• [ITEMS]:
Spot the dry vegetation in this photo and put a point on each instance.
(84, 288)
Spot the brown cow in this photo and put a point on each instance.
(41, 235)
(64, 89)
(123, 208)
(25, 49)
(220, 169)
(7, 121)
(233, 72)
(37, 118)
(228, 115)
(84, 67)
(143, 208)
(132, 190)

• [EXERCISE AIM]: Copy out all of the material above, requests and everything, but shift every point coordinate in the answers by adding 44 to each number.

• [TASK RESULT]:
Spot the dry vegetation in this photo and put a point on each instance.
(128, 332)
Spot the brown cow in this photo and put a point on each instance.
(85, 279)
(108, 133)
(167, 252)
(69, 93)
(264, 213)
(51, 165)
(277, 116)
(81, 162)
(272, 159)
(128, 111)
(187, 252)
(176, 234)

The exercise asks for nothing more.